Soal Latihan
a: Dalam teks tentang kembali kepada Al-Qur'an dan Sunnah, ucapan Ibnu Taimiyah dikutip dari kitab apa?
b: Teruskan teks tentang kembali kepada Al-Qur'an dan Sunnah mulai setelah kalimat terakhirnya.

Kutipan Sumber
Kembali kepada Al-Quran dan Assunnah

Kembali Pada Al Quran Dan Sunnah (Hadits) Bukanlah Berarti Melupakan Ulama

Ketika kita mengajak kembali pada Al-Qur’an dan Al-Hadits, bukan berarti kita meninggalkan perkataan para ulama atau meninggalkan pendapat madzhab. Bahkan boleh kita mengikuti pendapat ulama selama tidak keluar dari ajaran Al-Qur’an dan As-Sunnah.

Ibnu Taimiyah rahimahullah berkata, “Siapa yang mencintai para ulama, boleh baginya mengikuti pendapatnya selama pendapat tersebut sesuai dengan Al-Qur’an dan As-Sunnah. Seperti itu disebut muhsin (orang yang baik). Bahkan keadaan ini lebih baik daripada yang lainnya.” (Majmu’ah Al-Fatawa, 22: 249)

Rambu Ketika Bermadzhab

Bermadzhab itu boleh asalkan kita mau mengikuti rambu-rambut berikut ini.

Rambu pertama: Harus diyakini bahwa bermadzhab bukan dijadikan standar kawan dan musuh yang akhirnya memecah belah persatuan kaum muslimin. Yang tepat, yang jadi prinsip Ahlus Sunnah wal Jama’ah, yang dijadikan standar kawan adalah jika mengikuti Al Qur’an dan petunjuk Rasulullah shallallahu ‘alaihi wa sallam, serta ijma’ (konsensus) para ulama kaum muslimin. Menyelisihi ketiga hal tadi, berarti dijadikan standar untuk bara’ atau berlepas diri.

Rambu kedua: Tidak boleh seseorang meyakini bahwa setiap muslim wajib mengikuti imam tertentu, tidak boleh mengikuti imam lainnya. Mengikuti satu imam inilah sebagai standar kebenaran, tidak pada lainnya.

Ibnu Taimiyah berkata, “Yang bisa kita katakan pada orang awam, hendaklah ia taklid (ikut saja pendapat) dari satu orang, tanpa kita tentukan harus ikut Zaid atau ‘Amr. Sedangkan jika kita katakana, “Wajib bagi orang awam untuk taklid pada si A atau si B (dengan menunjuk orang tertentu, lalu dilarang ikuti yang lain), seperti itu bukanlah prinsip orang muslim yang sebenarnya.” (Majmu’ah Al-Fatawa, 22: 249)

Rambu ketiga: Imam yang diikuti madzhabnya tersebut harus diyakini bahwa ia hanya diaati karena ia menyampaikan maksud dari agama dan syari’at Allah. Sedangkan yang mutlak ditaati adalah Allah dan Rasul-Nya.

Data yang Diberikan
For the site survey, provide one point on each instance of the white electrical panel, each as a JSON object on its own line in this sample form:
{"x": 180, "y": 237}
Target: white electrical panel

Hasil Pengerjaan
a: Dari Majmu'ah Al-Fatawa, jilid 22 halaman 249.

b:
Rambut keempat: Menjaga diri agar tidak terjatuh pada hal-hal yang terlarang sebagaimana yang dialami para pengikut madzhab di antaranya:

Fanatik buta dan ingin berpecah belah.
Berpaling dari Al Qur’an dan As-Sunnah karena yang diagungkan adalah perkataan imam madzhab.
Membela madzhab secara overdosis bahkan sampai menggunakan hadits-hadits dhaif agar orang lain mengikuti madzhabnya.
Mendudukkan imam madzhab sebagai Nabi shallallahu ‘alaihi wa sallam. (Ma’alim Ushul Al-Fiqh, hlm. 496-497)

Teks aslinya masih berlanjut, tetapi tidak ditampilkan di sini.